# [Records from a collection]
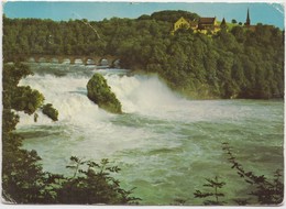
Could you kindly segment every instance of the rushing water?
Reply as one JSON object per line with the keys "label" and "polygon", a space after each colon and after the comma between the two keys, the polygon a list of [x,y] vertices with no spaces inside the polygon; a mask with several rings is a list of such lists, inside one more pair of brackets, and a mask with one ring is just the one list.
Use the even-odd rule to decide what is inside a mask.
{"label": "rushing water", "polygon": [[[283,169],[283,101],[187,100],[172,92],[158,77],[127,70],[105,75],[124,114],[111,114],[87,98],[86,85],[95,70],[85,66],[34,64],[35,75],[21,81],[44,94],[59,111],[52,122],[41,112],[20,113],[18,130],[24,148],[36,150],[43,167],[67,173],[69,157],[109,158],[122,170],[122,187],[136,187],[143,205],[170,205],[194,198],[205,178],[219,176],[227,185],[224,200],[245,196],[248,185],[231,169],[222,142],[234,147],[245,169],[273,176]],[[230,202],[230,201],[229,201]]]}

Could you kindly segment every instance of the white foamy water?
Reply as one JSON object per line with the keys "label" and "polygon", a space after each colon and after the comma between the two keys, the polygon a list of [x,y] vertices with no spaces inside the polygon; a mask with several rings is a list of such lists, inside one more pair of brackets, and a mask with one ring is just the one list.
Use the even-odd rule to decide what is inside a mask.
{"label": "white foamy water", "polygon": [[[95,70],[85,66],[34,65],[34,76],[21,81],[45,96],[59,111],[52,122],[41,112],[20,113],[18,130],[24,147],[36,150],[44,169],[65,173],[72,155],[110,158],[122,168],[118,178],[142,204],[169,205],[194,198],[205,178],[227,180],[229,198],[243,190],[221,151],[222,142],[238,150],[240,160],[265,175],[283,166],[283,102],[256,100],[187,100],[155,75],[98,70],[122,103],[123,114],[111,114],[87,98]],[[239,193],[240,194],[240,193]],[[245,194],[245,193],[244,193]],[[243,193],[240,194],[243,196]]]}

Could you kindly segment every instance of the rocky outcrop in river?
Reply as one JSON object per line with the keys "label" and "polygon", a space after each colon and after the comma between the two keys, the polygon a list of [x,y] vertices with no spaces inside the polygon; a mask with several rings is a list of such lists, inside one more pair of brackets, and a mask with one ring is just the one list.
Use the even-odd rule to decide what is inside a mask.
{"label": "rocky outcrop in river", "polygon": [[88,81],[87,97],[106,111],[111,113],[122,113],[120,101],[110,90],[105,77],[100,74],[95,74]]}

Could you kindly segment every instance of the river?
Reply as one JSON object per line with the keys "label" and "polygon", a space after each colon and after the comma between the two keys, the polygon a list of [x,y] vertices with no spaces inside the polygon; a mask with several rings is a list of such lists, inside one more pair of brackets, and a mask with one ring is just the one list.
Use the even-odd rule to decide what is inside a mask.
{"label": "river", "polygon": [[[227,183],[223,200],[245,197],[245,184],[231,169],[222,143],[228,142],[245,169],[272,177],[283,169],[283,100],[188,100],[155,75],[123,69],[92,70],[80,65],[30,64],[34,76],[21,80],[45,96],[59,111],[53,122],[19,113],[23,147],[36,150],[45,170],[67,174],[76,155],[99,162],[109,158],[122,170],[116,176],[142,205],[172,205],[175,199],[201,205],[196,189],[205,178]],[[95,73],[108,80],[123,114],[111,114],[87,98]]]}

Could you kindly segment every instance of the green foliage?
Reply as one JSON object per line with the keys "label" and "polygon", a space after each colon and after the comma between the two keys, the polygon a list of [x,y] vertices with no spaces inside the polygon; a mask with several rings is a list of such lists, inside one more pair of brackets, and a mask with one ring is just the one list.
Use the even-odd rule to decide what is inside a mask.
{"label": "green foliage", "polygon": [[204,201],[204,205],[206,205],[206,206],[222,206],[222,205],[227,204],[226,201],[219,200],[219,197],[224,197],[224,194],[218,191],[218,189],[221,189],[226,185],[226,183],[219,182],[218,176],[216,176],[213,179],[206,178],[206,180],[207,180],[207,184],[205,184],[202,186],[211,188],[212,191],[202,193],[200,190],[196,190],[196,193],[194,193],[195,198],[215,197],[215,200]]}
{"label": "green foliage", "polygon": [[18,87],[12,95],[11,108],[16,111],[24,111],[32,114],[44,102],[44,96],[37,90],[31,89],[30,86]]}
{"label": "green foliage", "polygon": [[95,74],[92,78],[90,78],[87,84],[87,96],[100,108],[111,113],[122,113],[120,101],[110,90],[110,87],[102,75]]}
{"label": "green foliage", "polygon": [[[231,168],[237,169],[238,175],[251,186],[249,195],[255,196],[260,205],[280,205],[284,198],[284,184],[280,170],[274,173],[274,179],[270,180],[264,175],[255,175],[253,172],[248,172],[243,165],[237,161],[232,153],[232,147],[228,143],[223,143],[222,150],[228,155]],[[248,199],[239,200],[240,205],[248,205]]]}
{"label": "green foliage", "polygon": [[[75,170],[72,178],[65,178],[62,187],[56,189],[59,204],[136,204],[140,198],[130,197],[132,190],[120,188],[120,182],[111,176],[120,172],[118,166],[110,166],[108,160],[100,164],[70,157]],[[86,169],[81,167],[86,166]]]}
{"label": "green foliage", "polygon": [[51,118],[53,121],[58,120],[58,111],[53,107],[52,103],[46,103],[42,107],[42,112]]}

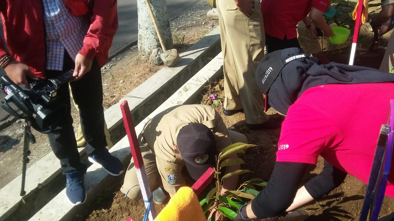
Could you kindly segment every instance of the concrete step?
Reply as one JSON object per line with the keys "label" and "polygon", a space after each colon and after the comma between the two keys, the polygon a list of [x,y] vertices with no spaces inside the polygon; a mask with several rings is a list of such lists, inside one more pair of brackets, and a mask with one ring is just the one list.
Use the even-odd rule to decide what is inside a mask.
{"label": "concrete step", "polygon": [[[218,27],[180,54],[179,61],[175,67],[162,68],[119,103],[106,110],[105,119],[114,143],[126,134],[120,107],[123,101],[128,101],[134,123],[138,123],[207,64],[209,58],[214,57],[220,51]],[[84,148],[78,148],[78,150],[81,155],[85,151]],[[116,153],[115,154],[117,156]],[[25,188],[26,194],[24,196],[19,196],[20,175],[0,190],[0,221],[6,219],[13,213],[19,212],[16,209],[20,203],[26,201],[34,202],[34,199],[30,197],[39,195],[46,186],[55,178],[62,176],[61,172],[59,160],[51,152],[28,169]],[[39,203],[35,202],[33,206],[35,208],[43,206]]]}
{"label": "concrete step", "polygon": [[[137,136],[147,122],[158,114],[175,105],[191,103],[196,96],[202,92],[204,86],[223,74],[222,64],[221,53],[220,53],[135,127]],[[184,90],[185,87],[188,88],[186,91]],[[127,136],[124,136],[110,152],[122,161],[125,167],[127,166],[130,163],[128,159],[130,158],[131,155]],[[101,167],[93,164],[88,169],[85,175],[85,186],[88,195],[85,203],[78,206],[70,204],[64,189],[29,221],[73,220],[77,215],[83,214],[85,207],[93,201],[96,196],[102,192],[104,187],[110,184],[114,179],[114,177],[107,173]]]}

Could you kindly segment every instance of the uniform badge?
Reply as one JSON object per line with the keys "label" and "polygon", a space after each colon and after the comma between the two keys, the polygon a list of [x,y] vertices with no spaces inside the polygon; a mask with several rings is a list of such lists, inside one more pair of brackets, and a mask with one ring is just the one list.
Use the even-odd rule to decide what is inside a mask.
{"label": "uniform badge", "polygon": [[171,169],[171,168],[165,168],[164,170],[168,172],[172,172],[173,173],[177,173],[178,172],[178,171],[176,169]]}
{"label": "uniform badge", "polygon": [[171,173],[167,176],[168,177],[168,183],[170,185],[176,185],[178,183],[178,175],[175,173]]}
{"label": "uniform badge", "polygon": [[208,154],[202,154],[197,156],[195,160],[197,164],[203,164],[208,160],[209,158]]}

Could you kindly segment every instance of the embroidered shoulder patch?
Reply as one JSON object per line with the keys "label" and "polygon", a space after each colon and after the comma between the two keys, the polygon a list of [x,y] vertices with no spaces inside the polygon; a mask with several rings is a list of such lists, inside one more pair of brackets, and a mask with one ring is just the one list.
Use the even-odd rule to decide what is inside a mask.
{"label": "embroidered shoulder patch", "polygon": [[178,175],[175,173],[171,173],[167,176],[168,177],[168,183],[170,185],[176,185],[178,183]]}

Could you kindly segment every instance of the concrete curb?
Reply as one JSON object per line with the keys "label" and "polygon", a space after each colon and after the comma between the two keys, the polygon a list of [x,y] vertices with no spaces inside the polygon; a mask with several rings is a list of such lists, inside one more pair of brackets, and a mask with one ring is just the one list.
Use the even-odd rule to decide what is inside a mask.
{"label": "concrete curb", "polygon": [[180,54],[175,67],[162,68],[106,110],[106,122],[113,142],[116,143],[126,134],[119,105],[123,101],[127,100],[134,123],[139,123],[208,63],[208,58],[214,57],[220,51],[218,27]]}
{"label": "concrete curb", "polygon": [[[128,100],[133,120],[138,124],[207,64],[208,58],[214,57],[220,52],[218,27],[180,54],[177,66],[160,70],[119,103],[106,110],[104,112],[106,121],[114,143],[126,134],[120,108],[121,102]],[[84,153],[84,148],[78,150],[80,155]],[[20,186],[20,175],[0,190],[0,221],[15,212],[22,199],[28,199],[55,177],[61,176],[61,172],[58,160],[51,152],[28,169],[25,196],[19,197],[20,189],[16,188]],[[33,204],[35,208],[43,206]]]}
{"label": "concrete curb", "polygon": [[[142,131],[145,124],[157,114],[175,105],[191,103],[195,96],[201,92],[204,86],[223,73],[221,53],[218,55],[208,65],[182,85],[173,95],[157,109],[145,118],[135,127],[137,136]],[[188,89],[184,91],[183,88]],[[127,136],[125,136],[110,150],[110,152],[122,161],[126,166],[130,163],[131,155]],[[68,203],[63,189],[59,194],[29,219],[30,221],[72,220],[80,211],[84,211],[90,202],[93,201],[95,196],[102,192],[104,188],[114,179],[96,164],[89,167],[85,175],[85,186],[88,192],[86,203],[74,206]]]}

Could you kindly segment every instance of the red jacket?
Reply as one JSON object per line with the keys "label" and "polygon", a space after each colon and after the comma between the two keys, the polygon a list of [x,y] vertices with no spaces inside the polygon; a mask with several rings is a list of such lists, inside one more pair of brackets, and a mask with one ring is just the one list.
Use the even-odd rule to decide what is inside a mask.
{"label": "red jacket", "polygon": [[[108,50],[118,28],[117,0],[95,0],[91,24],[79,53],[100,67],[106,63]],[[10,53],[44,78],[46,61],[45,31],[40,0],[0,1],[4,40]],[[0,39],[0,57],[7,52]]]}

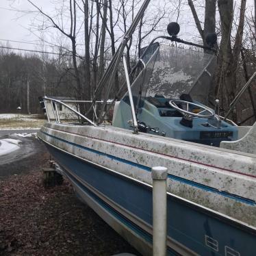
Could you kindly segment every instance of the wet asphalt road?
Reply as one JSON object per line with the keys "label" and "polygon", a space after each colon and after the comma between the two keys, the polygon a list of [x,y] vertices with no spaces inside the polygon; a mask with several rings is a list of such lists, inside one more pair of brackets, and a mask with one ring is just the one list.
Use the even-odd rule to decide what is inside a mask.
{"label": "wet asphalt road", "polygon": [[39,131],[39,129],[17,129],[17,130],[0,130],[0,137],[4,135],[13,133],[34,133]]}
{"label": "wet asphalt road", "polygon": [[13,175],[18,175],[37,168],[49,155],[44,147],[35,136],[21,137],[15,133],[34,133],[37,130],[1,130],[0,140],[12,138],[21,140],[20,149],[9,154],[0,155],[0,179]]}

# [Exercise requirements]
Print exactly the lines above, starting at the line that contains "Could you kindly segment every instance of the wet" and ending with the last line of the records, both included.

# [Task output]
Could you kindly segment every instance of the wet asphalt road?
Reply as one JSON object per line with the keys "label" and "polygon", a space after each colon and after the comma between the two keys, the polygon a list of [x,y] vertices with no spaces inside the polygon; a mask with several rings is a list of such lists, inside one more pair of brackets, and a mask with one ring is just the one list.
Use the even-odd rule to decide what is inside a mask.
{"label": "wet asphalt road", "polygon": [[39,131],[39,129],[17,129],[17,130],[0,130],[0,137],[4,135],[13,133],[34,133]]}
{"label": "wet asphalt road", "polygon": [[13,175],[18,175],[37,168],[49,155],[44,147],[35,136],[21,137],[15,133],[34,133],[37,130],[1,130],[0,140],[12,138],[21,140],[20,149],[9,154],[0,155],[0,179]]}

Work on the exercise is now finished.